Artist of the Issue: Mark Xu ’18

Emilia Cottignoli ’18 Arts Editor
 A decorated performer with twelve years of experience at hand, Mark Xu ’18 exudes success in his musical career.
At age five, he began playing the piano, and shortly after picked up the violin. “The piano was my sister’s instrument,” he says. “She was so talented, and I didn’t want to just fall in her shadow, so I decided to try something new.” 

Highly encouraged by his parents to pursue the art, Xu has risen through the ranks in the world of classical music, performing internationally and winning several awards.  From third to ninth grade, Xu was a part of the Norwalk Youth Symphony, earning the position of concertmaster (the top violinist) in each orchestra level. As a sophomore, Xu wanted to challenge himself further, and enrolled at the Preparatory Division of the Mannes School of Music, in New York City, where he also was the concertmaster of the orchestra.

Xu currently studies violin at the Juilliard School of Music Pre-College Division, to which he was admitted at the end of his Sophomore Year. He leaves his house every Saturday at eight o’clock in the morning for a full day of practice in the city. From classes, studying theory, ear training, and chamber music, to private lessons and orchestra, the day can be exhausting, especially after a demanding week at Hopkins. However, these numerous hours spent perfecting his craft have paid off. Xu currently holds the position of assistant principal violinist in the Juilliard Pre-College Orchestra.

Despite all of his notable achievements and recognitions, Xu does not solely play for himself. He regularly performs for patients at hospitals or nursing homes, in addition to teaching children to play violin. During his freshman year, he founded the club “Harmonies for Healing.” “I wanted to show people how powerful music is,” says Xu. Last February via a benefit concert, Harmonies for Healing raised over $4,500 for Music Haven, a non-profit organization in New Haven. Xu also collaborates with Arts for Healing in New Canaan, an organization that works to provide music therapy to those who need it.

◇ ◇ ◇ ◇ ◇

■ Tasks for this exercise:
[A] Reproduce the passage of the Mark Xu profile from "At age five, he" to "of the orchestra.".
[B] According to the Mark Xu profile, what position does Xu currently hold in the Juilliard Pre-College Orchestra?
[C] Condense the paragraph of the Mark Xu profile that begins "Despite all of his notable achievements" into a bulleted list of its main facts.

■ Source material:
◇ ◇ ◇ ◇ ◇

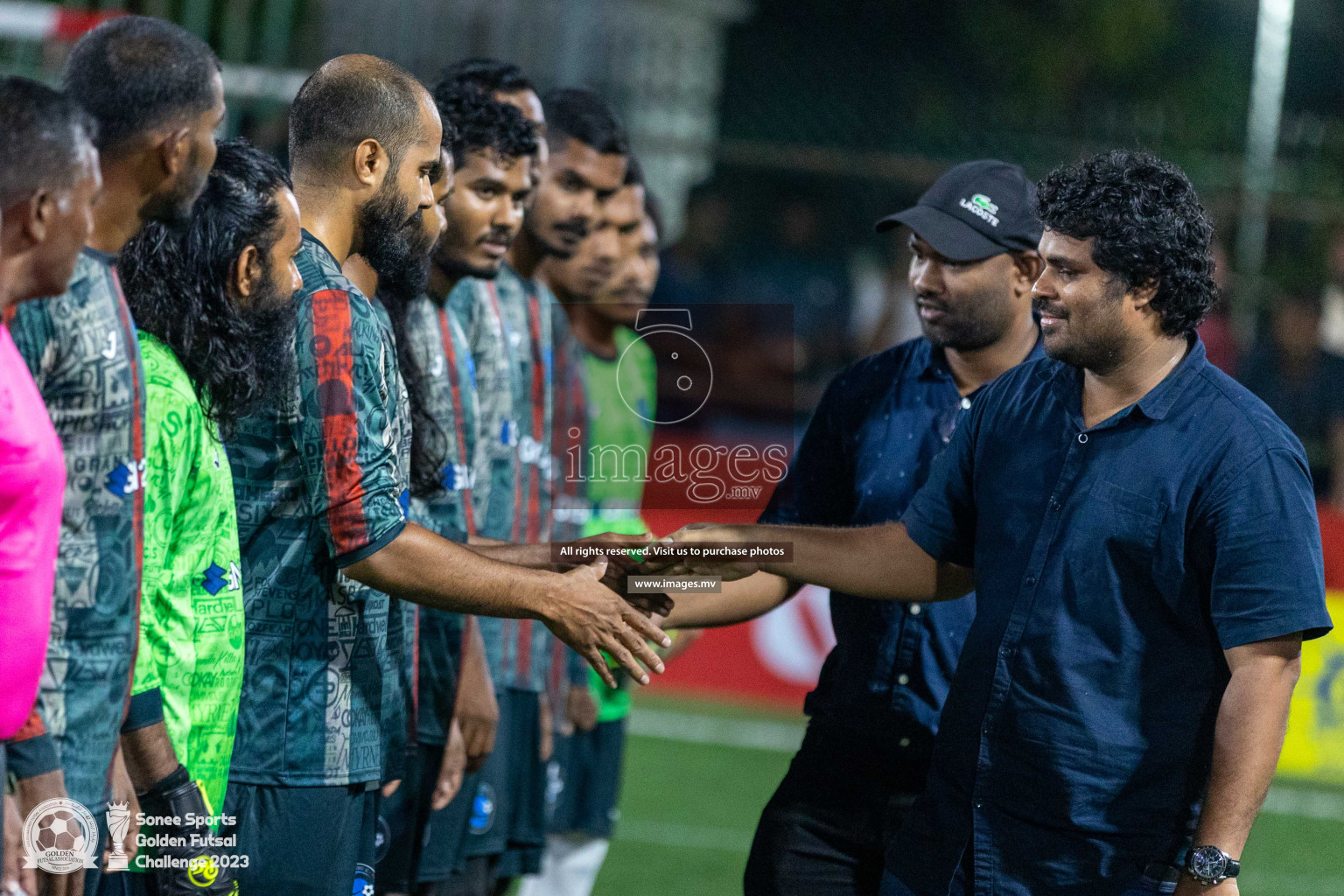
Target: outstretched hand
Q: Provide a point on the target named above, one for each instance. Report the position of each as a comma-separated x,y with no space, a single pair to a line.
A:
696,534
592,618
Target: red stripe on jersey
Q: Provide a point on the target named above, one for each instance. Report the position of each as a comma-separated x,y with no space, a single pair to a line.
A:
32,727
445,331
518,471
333,344
539,434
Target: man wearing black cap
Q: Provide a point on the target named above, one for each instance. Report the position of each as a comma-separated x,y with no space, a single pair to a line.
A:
867,451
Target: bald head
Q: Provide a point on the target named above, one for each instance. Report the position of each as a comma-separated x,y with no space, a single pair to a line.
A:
350,100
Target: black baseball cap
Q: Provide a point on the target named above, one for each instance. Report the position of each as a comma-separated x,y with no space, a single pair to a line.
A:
976,210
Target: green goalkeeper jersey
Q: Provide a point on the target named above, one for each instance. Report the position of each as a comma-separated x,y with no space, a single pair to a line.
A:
191,621
621,396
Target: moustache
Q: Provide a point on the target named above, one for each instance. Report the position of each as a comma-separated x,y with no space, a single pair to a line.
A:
576,226
1045,309
501,235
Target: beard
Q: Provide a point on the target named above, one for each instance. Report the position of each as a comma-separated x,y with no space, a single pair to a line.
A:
270,341
391,234
172,210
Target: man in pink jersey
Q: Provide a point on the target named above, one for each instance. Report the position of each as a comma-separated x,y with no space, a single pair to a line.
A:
47,188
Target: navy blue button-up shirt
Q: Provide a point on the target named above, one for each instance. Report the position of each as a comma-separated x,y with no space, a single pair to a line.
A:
865,453
1113,567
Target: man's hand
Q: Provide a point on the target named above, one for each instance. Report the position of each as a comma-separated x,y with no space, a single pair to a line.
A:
35,790
579,708
476,710
452,770
546,728
591,618
1190,887
122,790
14,876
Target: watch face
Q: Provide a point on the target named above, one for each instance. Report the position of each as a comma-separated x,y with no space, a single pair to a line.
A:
1208,863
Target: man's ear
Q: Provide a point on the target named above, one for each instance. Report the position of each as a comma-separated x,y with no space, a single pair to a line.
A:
173,150
370,163
246,273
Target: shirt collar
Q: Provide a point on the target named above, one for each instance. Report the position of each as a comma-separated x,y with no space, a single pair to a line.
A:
320,245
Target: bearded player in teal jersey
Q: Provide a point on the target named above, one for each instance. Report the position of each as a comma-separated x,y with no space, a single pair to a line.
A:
602,290
488,150
508,324
323,501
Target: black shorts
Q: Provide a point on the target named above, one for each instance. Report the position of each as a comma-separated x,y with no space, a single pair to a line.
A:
508,803
305,841
584,780
402,821
445,835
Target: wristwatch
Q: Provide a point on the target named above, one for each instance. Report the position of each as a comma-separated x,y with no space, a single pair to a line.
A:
1211,865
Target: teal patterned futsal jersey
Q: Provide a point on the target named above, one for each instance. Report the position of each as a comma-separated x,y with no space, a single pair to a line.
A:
82,351
444,356
321,484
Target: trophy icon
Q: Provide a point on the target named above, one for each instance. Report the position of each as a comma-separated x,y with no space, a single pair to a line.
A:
118,821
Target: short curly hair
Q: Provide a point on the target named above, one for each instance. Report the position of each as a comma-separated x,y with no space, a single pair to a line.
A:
1148,228
474,122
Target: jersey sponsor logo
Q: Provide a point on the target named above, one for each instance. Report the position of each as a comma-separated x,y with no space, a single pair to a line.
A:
483,810
127,479
363,880
382,840
982,207
218,578
458,477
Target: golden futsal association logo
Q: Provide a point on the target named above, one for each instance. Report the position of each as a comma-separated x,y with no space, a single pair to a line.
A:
60,836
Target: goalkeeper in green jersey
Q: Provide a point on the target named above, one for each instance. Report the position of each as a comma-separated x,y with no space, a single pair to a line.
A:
213,306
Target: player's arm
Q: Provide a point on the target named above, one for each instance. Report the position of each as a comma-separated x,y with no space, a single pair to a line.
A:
354,482
1266,595
872,562
741,601
1248,738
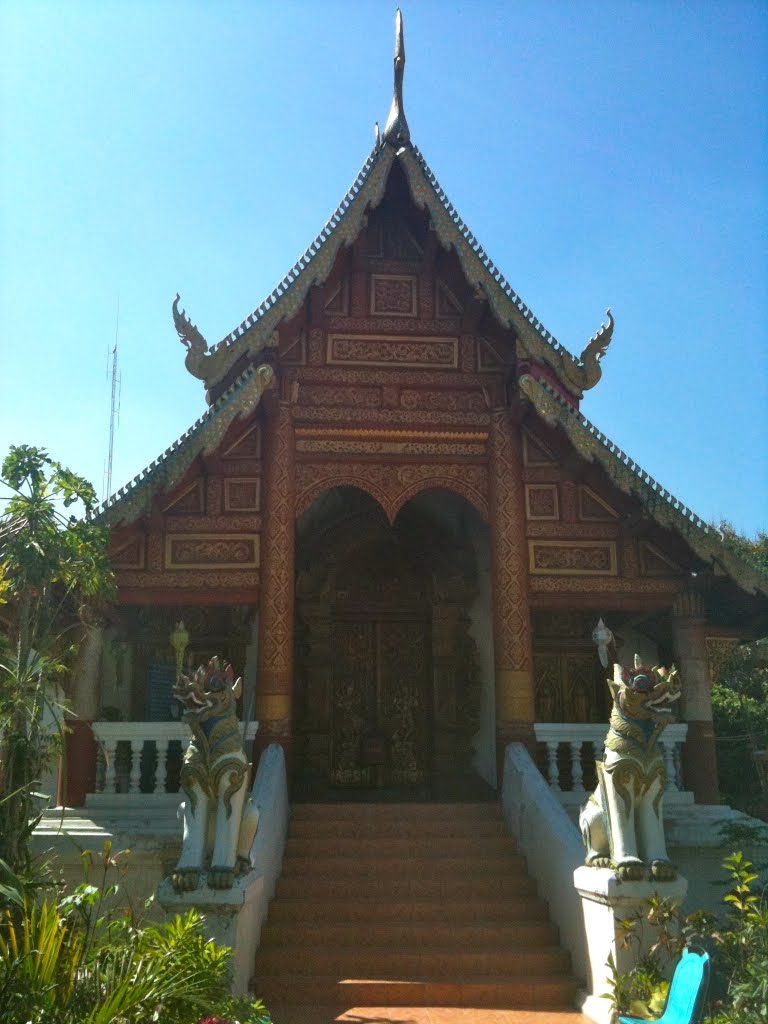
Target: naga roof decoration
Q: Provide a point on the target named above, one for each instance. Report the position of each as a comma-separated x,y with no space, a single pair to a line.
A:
668,511
210,364
203,437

◇ ◇ ◇ ◇ ◇

■ Answers provided:
[A]
At age five, he began playing the piano, and shortly after picked up the violin. “The piano was my sister’s instrument,” he says. “She was so talented, and I didn’t want to just fall in her shadow, so I decided to try something new.” 

Highly encouraged by his parents to pursue the art, Xu has risen through the ranks in the world of classical music, performing internationally and winning several awards.  From third to ninth grade, Xu was a part of the Norwalk Youth Symphony, earning the position of concertmaster (the top violinist) in each orchestra level. As a sophomore, Xu wanted to challenge himself further, and enrolled at the Preparatory Division of the Mannes School of Music, in New York City, where he also was the concertmaster of the orchestra.

[B] Assistant principal violinist.

[C]
- Xu does not play only for himself.
- He regularly performs for patients at hospitals and nursing homes, and he teaches children to play violin.
- During his freshman year, he founded the club "Harmonies for Healing" to show people how powerful music is.
- Last February, the club raised over $4,500 through a benefit concert for Music Haven, a non-profit organization in New Haven.
- Xu also collaborates with Arts for Healing in New Canaan, which provides music therapy to those who need it.